▶ **GECITEERDE PASSAGE**
• • • •

IDFA 2017: Hoofdgast Jonathan Harris

'Het internet is een saaie vinexwijk geworden'

  • Datum 08-11-2017
  • Auteur
  • Deel dit artikel

Dit jaar kiest niet een filmmaker, maar internetkunstenaar Jonathan Harris de Top 10 van IDFA. Net op tijd: de pionier Harris zegt de online kunst vaarwel en keert terug naar het leven. ‘Ik heb mezelf nooit alleen maar gezien als internetkunstenaar.’

Door Joost Broeren-Huitenga

Voor het eerst in zijn dertigjarige geschiedenis koos het International Documentary Filmfestival Amsterdam geen filmmaker om haar jaarlijkse Top 10 samen te stellen. Na regisseurs als Werner Herzog, Pirjo Honkasalo en Errol Morris is dit jaar de beurt aan Jonathan Harris, een pionier in de internetkunst.
Harris is al jaren een graaggeziene gast in IDFA’s DocLab-programma, dat zich richt op digitale documentairekunst. Binnen het DocLab-themaprogramma Uncharted Rituals vertoont IDFA ook een retrospectief van Harris’ werk — van zijn eerste digitale werk Wordcount (2003) via online documentaires als The Whale Hunt (2007) tot zijn meest recente experimenten met de grenzen van de online mogelijkheden I Live Your Work (2013) en Network Effect (2015). Het festival presenteert het programma als het eerste retrospectief rond Harris. Het zou ook weleens meteen een (vrijwel) compleet retrospectief van zijn internetwerk kunnen zijn, stelt Harris: "Ik denk niet dat ik meer in deze vorm ga maken."

• • • •

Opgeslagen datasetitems
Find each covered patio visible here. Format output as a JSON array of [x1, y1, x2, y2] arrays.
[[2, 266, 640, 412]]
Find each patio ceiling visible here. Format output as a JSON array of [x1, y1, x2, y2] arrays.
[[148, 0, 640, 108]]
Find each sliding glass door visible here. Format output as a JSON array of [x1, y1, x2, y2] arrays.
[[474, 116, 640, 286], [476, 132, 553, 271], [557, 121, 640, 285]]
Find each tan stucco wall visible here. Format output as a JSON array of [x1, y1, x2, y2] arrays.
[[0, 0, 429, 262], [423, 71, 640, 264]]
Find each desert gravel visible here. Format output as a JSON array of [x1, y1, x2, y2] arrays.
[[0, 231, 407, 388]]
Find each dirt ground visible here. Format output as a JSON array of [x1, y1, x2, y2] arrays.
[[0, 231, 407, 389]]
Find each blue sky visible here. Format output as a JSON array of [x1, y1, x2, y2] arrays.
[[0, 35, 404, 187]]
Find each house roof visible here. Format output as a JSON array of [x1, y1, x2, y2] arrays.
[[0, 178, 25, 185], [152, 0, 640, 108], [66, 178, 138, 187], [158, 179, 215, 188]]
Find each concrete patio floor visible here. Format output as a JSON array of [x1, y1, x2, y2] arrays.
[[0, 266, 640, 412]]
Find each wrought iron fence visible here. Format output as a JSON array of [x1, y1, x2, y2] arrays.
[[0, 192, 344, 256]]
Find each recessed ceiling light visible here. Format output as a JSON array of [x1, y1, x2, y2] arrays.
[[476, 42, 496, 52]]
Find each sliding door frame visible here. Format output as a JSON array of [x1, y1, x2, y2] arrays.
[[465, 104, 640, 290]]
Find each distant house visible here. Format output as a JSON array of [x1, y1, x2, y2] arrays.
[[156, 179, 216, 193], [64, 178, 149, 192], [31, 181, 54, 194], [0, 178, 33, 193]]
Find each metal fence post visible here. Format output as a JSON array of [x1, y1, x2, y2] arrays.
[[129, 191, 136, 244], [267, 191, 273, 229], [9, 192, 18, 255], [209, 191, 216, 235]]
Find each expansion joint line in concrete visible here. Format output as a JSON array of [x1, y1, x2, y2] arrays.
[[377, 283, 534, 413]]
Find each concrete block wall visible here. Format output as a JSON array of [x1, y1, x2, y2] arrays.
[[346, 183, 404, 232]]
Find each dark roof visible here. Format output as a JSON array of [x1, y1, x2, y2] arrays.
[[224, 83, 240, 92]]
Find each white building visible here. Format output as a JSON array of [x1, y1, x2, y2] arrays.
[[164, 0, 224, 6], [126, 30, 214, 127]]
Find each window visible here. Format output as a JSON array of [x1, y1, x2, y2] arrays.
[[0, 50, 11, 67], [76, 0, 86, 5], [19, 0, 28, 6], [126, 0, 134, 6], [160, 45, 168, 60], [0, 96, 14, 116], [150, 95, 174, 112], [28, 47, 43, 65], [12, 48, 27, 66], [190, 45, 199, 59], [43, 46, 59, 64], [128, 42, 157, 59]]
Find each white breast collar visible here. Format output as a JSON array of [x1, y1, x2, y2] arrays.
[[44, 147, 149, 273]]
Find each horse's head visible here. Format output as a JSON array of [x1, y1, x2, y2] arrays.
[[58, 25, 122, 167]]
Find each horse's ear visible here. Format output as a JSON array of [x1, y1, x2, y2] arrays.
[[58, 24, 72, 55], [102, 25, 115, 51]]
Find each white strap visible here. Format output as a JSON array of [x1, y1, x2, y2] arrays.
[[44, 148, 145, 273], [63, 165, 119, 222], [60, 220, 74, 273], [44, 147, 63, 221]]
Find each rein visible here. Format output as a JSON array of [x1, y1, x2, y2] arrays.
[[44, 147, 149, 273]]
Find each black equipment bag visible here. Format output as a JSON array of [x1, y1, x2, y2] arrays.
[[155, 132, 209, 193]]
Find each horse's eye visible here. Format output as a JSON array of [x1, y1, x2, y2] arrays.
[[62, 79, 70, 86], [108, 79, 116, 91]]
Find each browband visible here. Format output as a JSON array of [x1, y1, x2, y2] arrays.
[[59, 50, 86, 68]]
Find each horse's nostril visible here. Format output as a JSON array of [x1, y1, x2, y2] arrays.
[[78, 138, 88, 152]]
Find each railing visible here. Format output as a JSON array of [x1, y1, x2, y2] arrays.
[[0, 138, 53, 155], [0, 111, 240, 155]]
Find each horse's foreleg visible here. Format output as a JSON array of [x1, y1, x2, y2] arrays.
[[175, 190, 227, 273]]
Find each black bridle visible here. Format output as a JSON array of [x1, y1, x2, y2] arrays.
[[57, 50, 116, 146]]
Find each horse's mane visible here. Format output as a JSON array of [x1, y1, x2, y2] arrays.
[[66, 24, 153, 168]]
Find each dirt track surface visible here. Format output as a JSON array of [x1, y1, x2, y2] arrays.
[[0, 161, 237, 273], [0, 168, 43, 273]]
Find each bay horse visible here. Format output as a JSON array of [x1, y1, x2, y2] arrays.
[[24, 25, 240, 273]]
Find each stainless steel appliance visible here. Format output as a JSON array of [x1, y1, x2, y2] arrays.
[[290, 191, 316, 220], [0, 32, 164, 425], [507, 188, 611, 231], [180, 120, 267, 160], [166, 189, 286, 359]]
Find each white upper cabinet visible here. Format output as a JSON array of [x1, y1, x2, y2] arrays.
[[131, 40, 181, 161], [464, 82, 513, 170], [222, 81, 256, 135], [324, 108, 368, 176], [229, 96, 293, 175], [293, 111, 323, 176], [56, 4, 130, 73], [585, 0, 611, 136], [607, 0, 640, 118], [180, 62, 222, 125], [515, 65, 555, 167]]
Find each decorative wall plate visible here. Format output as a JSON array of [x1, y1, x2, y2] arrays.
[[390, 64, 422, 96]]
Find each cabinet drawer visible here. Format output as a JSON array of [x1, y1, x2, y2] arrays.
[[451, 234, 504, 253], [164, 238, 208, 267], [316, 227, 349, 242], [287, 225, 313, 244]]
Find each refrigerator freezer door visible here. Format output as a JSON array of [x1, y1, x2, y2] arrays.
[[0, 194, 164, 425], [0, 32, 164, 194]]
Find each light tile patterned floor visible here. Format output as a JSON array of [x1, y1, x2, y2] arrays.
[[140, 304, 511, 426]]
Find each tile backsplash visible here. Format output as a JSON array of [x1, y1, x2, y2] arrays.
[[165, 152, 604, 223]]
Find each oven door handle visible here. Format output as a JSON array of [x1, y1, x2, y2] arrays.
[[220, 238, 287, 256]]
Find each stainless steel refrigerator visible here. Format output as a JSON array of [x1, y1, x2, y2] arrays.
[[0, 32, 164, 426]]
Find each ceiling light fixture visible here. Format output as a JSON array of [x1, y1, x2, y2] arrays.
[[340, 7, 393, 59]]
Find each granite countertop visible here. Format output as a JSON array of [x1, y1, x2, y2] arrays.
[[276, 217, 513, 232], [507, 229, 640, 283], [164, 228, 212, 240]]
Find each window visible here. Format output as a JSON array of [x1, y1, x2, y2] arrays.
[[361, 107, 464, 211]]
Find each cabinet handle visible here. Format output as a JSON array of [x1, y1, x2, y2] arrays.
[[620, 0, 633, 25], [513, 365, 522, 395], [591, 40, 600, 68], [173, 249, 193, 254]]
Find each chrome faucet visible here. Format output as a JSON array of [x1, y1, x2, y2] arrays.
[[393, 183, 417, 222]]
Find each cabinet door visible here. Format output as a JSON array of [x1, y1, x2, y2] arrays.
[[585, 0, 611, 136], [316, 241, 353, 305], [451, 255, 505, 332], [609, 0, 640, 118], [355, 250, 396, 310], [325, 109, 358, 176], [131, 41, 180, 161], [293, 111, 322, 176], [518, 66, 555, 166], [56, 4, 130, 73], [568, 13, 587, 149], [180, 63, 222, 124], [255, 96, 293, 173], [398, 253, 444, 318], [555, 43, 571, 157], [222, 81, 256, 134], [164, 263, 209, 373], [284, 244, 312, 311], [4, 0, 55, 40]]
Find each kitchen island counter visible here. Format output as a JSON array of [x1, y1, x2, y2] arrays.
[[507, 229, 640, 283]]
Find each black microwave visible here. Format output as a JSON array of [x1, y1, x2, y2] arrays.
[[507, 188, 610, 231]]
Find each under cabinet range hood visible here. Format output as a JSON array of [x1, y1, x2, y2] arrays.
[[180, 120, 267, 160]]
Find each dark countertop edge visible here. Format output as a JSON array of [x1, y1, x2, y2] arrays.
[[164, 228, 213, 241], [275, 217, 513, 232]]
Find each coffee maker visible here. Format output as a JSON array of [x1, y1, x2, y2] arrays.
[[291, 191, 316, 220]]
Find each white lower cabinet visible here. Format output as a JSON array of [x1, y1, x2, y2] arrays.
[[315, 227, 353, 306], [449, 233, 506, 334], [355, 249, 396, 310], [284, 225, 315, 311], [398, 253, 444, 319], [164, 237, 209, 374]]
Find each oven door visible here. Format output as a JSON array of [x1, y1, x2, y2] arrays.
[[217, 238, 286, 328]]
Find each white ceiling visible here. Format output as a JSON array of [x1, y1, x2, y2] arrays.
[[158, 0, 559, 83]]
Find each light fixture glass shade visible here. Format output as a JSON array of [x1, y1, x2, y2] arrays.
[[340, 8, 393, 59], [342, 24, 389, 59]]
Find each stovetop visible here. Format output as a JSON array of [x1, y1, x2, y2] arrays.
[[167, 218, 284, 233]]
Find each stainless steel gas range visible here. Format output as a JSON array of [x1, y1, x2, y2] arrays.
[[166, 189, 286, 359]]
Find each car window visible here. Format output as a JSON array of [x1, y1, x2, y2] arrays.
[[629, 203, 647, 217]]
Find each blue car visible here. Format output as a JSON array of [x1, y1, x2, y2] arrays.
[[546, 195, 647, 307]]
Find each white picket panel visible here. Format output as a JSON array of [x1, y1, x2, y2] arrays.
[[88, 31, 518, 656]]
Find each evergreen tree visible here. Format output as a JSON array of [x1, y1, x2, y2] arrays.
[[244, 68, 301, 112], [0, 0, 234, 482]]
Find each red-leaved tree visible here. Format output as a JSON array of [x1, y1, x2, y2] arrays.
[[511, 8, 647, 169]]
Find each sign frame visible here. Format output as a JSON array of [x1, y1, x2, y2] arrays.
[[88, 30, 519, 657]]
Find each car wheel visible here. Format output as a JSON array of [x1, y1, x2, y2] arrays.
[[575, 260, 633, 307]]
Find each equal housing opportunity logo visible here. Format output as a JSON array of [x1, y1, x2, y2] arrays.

• • • •

▶ **OPDRACHT**
Noem alle werken van Harris die het artikel over Jonathan Harris bij het retrospectief vermeldt, elk met het jaartal dat erbij staat.

▶ **ANTWOORD HIERONDER**
- Wordcount (2003)
- The Whale Hunt (2007)
- I Live Your Work (2013)
- Network Effect (2015)